** AIM OF THE EXERCISE **
Leave the pictures out. Return all other data exactly.

(Dataset excerpts on object pointing)
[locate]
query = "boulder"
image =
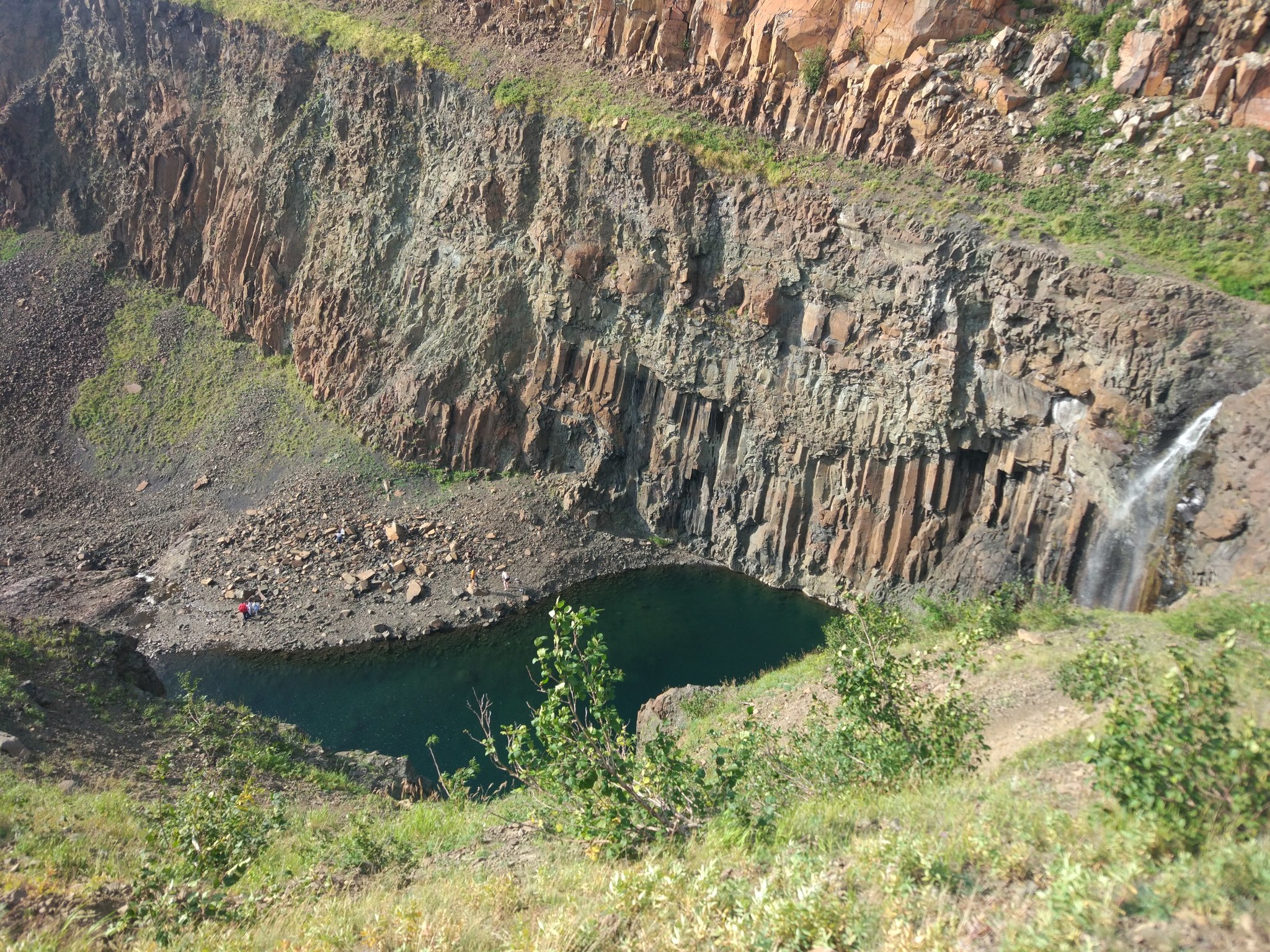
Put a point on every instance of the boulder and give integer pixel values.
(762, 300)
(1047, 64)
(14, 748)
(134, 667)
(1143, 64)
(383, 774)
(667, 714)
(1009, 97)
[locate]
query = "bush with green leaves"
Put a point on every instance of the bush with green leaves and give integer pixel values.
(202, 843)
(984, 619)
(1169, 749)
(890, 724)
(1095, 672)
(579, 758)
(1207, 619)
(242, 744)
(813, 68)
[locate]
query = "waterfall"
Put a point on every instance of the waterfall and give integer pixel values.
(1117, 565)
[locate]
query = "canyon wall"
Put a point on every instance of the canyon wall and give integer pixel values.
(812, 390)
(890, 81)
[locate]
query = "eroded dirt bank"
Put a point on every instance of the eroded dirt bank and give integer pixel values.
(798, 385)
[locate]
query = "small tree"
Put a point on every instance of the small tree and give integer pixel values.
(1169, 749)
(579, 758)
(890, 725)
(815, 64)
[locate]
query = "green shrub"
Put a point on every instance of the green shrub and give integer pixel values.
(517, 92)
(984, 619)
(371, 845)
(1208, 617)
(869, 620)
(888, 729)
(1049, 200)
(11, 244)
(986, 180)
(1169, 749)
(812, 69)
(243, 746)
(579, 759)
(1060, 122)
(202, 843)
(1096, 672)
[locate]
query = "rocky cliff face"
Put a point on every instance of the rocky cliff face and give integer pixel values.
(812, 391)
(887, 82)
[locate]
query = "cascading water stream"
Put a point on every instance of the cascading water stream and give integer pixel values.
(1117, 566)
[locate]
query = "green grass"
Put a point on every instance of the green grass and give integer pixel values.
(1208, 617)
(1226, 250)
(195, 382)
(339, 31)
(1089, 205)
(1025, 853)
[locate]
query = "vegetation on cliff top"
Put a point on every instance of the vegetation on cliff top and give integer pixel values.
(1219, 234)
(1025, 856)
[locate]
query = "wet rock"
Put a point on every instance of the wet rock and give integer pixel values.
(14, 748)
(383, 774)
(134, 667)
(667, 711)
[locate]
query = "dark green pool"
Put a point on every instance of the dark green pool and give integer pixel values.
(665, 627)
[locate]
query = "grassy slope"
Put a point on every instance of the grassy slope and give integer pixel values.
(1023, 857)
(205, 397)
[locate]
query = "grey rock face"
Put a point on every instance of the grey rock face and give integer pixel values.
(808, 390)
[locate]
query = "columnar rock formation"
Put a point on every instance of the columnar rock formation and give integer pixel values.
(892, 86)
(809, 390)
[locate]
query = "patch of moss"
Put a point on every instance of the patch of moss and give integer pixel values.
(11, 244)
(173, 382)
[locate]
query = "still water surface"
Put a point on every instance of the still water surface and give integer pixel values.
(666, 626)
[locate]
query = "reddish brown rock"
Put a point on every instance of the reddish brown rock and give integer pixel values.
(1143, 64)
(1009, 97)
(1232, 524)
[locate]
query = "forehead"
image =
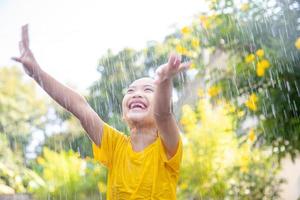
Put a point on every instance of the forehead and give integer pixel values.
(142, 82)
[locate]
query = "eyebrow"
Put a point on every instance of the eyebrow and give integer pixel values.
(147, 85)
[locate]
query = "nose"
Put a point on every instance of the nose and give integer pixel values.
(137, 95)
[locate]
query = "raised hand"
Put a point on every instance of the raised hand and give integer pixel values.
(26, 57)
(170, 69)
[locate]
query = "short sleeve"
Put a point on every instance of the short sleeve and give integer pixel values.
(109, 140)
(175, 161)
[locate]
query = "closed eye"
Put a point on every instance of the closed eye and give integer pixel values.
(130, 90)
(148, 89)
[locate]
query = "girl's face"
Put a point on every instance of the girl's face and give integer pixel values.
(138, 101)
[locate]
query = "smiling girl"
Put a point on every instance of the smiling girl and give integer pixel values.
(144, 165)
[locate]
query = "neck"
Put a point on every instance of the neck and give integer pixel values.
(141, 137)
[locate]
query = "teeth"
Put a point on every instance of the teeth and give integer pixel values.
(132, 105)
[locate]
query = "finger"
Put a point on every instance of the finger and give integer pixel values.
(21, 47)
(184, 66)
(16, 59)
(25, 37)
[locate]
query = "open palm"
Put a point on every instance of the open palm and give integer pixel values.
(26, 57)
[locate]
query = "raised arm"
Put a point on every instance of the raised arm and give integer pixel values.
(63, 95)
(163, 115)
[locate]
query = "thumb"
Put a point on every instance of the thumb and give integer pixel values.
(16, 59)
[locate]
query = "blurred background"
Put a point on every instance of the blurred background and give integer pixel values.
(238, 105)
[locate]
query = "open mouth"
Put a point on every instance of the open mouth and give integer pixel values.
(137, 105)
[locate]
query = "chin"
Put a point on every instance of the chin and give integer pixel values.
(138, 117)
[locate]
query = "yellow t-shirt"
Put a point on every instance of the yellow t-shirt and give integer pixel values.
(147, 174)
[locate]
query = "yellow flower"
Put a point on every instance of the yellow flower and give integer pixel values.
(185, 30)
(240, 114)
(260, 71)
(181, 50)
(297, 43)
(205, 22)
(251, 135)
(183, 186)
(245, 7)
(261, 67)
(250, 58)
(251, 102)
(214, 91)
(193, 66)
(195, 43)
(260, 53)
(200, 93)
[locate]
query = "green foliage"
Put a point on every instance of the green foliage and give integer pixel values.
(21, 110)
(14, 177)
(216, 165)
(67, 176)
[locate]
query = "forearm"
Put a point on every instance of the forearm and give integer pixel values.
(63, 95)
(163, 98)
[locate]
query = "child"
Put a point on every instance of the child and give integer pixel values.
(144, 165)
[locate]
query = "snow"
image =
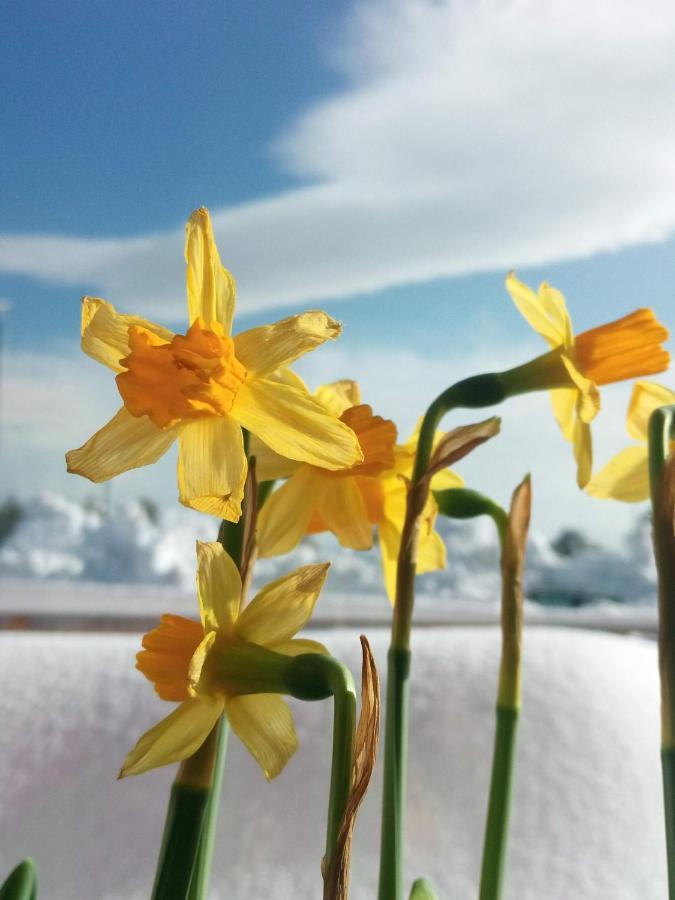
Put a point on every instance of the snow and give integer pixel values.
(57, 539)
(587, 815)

** SOLUTION TO THIS TASK **
[locate]
query = "boulder"
image =
Put a point on every instance of the boulder and give integer pixel values.
(762, 300)
(1047, 64)
(14, 748)
(134, 667)
(1143, 64)
(383, 774)
(667, 714)
(1009, 97)
[locate]
query = "bush with green leaves"
Put a point on every instance of the bush with green leaves and give integer pixel values.
(202, 843)
(984, 619)
(1169, 749)
(890, 724)
(1095, 672)
(579, 758)
(1207, 619)
(242, 744)
(813, 68)
[locate]
query = "waterfall"
Put a point on every instance of the waterfall and give integer pixel values.
(1117, 565)
[locate]
query = "canyon wall"
Put a point on every instance of the canyon wall and give integer pixel values.
(812, 390)
(890, 81)
[locate]
query = "eroded dirt bank"
Put a point on every instance of the eroded dirt bank and give integer pixel values.
(798, 385)
[locate]
query = "small tree"
Put a point on every instance of the small tree and give integer pixel values.
(1169, 749)
(579, 758)
(890, 725)
(815, 64)
[locate]
query = "green shrub"
Put a point on every instance of the green shrub and give integer pixel values.
(517, 92)
(984, 619)
(371, 845)
(1208, 617)
(869, 620)
(888, 729)
(1049, 200)
(11, 244)
(986, 180)
(1169, 749)
(812, 69)
(243, 746)
(579, 759)
(1060, 122)
(202, 843)
(1096, 672)
[locate]
query = "rocky cliff face"
Put a point on every instance of the rocky cliff face and give integer pixel values.
(812, 391)
(887, 82)
[locate]
query = "cascading water stream"
Put a point on every instance of the cascading water stream and give integer pixel values.
(1117, 566)
[locate]
query = "green grass"
Put a point on every instance of the green grass and give integer pixel values.
(1208, 617)
(1226, 250)
(195, 382)
(339, 31)
(1089, 205)
(1025, 853)
[locate]
query = "vegetation on cliff top"
Put a point on every instance of the vegetation on cliff top and give integer pixel values.
(1219, 234)
(1025, 856)
[locate]
query = "wet rock"
Put a point on every instance of the wet rock and give integer pixel values.
(14, 748)
(383, 774)
(134, 667)
(667, 711)
[locate]
query = "dark green pool"
Put a point on every instance of the dark green pool and give integer pixel values.
(665, 627)
[locate]
query = "grassy slope"
Put a point on every instance of the grassy slope and give integer pixel values.
(1023, 857)
(205, 397)
[locate]
query = "grey rock face"
Put a point on every instance of the grey rock face and give integer pixel values.
(808, 390)
[locate]
query = "columnar rock formation"
Put a point on every instance of the columnar rock formation and give integer pixel values.
(892, 86)
(809, 390)
[locate]
query = "patch of moss"
Put a point on every instance of the patch of moss and give integer pixel values.
(11, 244)
(173, 382)
[locate]
query = "still water surface"
Put a point on every instance of the still water surface and give integer pixel values.
(666, 626)
[locate]
query = "reddish brown rock"
Put a point on every instance of the reddish brown rock and give integer pixel values.
(1143, 64)
(1009, 97)
(1232, 524)
[locate]
query = "forehead"
image =
Put a point on every instance of the forehead and give integer pixel values.
(142, 82)
[locate]
query = "eyebrow"
Put a point on every instance of the eyebrow and give integer pixel values.
(147, 85)
[locate]
query = "nose"
Put a point on every instance of the nose and give integer pixel values.
(137, 95)
[locate]
query = "raised hand"
Put a point on every instance of the raised hand and give integer pixel values.
(26, 57)
(170, 69)
[locate]
query = "short sleeve"
Put a point on every instance of the short sleeve and give integer pixel values.
(109, 140)
(175, 161)
[locate]
query = "closed eye"
Put a point on every instance of the closed eye and give integer pixel values.
(130, 90)
(148, 89)
[locate]
query = "girl's face"
Put a point on every instance of the girl's face and give integer pixel values.
(138, 101)
[locate]
query = "smiling girl"
Put a point on every instance of the smiling girl and give integer pixel values.
(144, 165)
[locate]
query = "neck"
Put a point on every instance of the neck and give integer pixel values.
(141, 137)
[locate]
query = "teeth"
Put a point on every instance of the teeth and give integer pixel values.
(132, 105)
[locate]
query = "finger"
Put a point on every instance of the finger and give integer pixel values.
(21, 47)
(184, 66)
(16, 59)
(25, 37)
[locate]
query = "open palm"
Put a point on every instance of the open palm and give integer pixel values.
(26, 57)
[locate]
query = "raised arm"
Put a point on every instance of the raised arm and give integer pixel values.
(63, 95)
(163, 115)
[locate]
query = "thumb"
Put a point on every instance of the thumb and give integer pixel values.
(16, 59)
[locate]
query = "blurred background"
Put a point on every instance of the blurred background and give integer pixel values.
(238, 105)
[locate]
query = "open mouth"
Put a point on every instance of the open mouth and give integer pixel values.
(137, 105)
[locate]
query = "chin"
Put a point on every instance of the chin and give integer pixel values.
(138, 117)
[locate]
query = "yellow t-shirt"
Put a point on every instance of the yellow t-shirt and give integer pixel values.
(147, 174)
[locate]
query = "yellow flower"
Put a point on every instance of the yellow flower and give integer pixel values.
(185, 30)
(240, 114)
(260, 71)
(181, 50)
(297, 43)
(205, 22)
(251, 135)
(183, 186)
(245, 7)
(261, 67)
(250, 58)
(251, 102)
(214, 91)
(193, 66)
(195, 43)
(260, 53)
(200, 93)
[locate]
query = "green foliage"
Put a point on every instance of the green foliage and give integer pixel values.
(21, 110)
(14, 177)
(216, 165)
(67, 176)
[locate]
query = "forearm"
Put a point on every instance of the forearm and give integer pixel values.
(63, 95)
(163, 98)
[locate]
query = "child"
Put a point on every instance of the child and give integer pixel values.
(144, 165)
[locate]
query = "snow"
image =
Put a point on every instance of the snow and give integer pixel values.
(57, 539)
(587, 815)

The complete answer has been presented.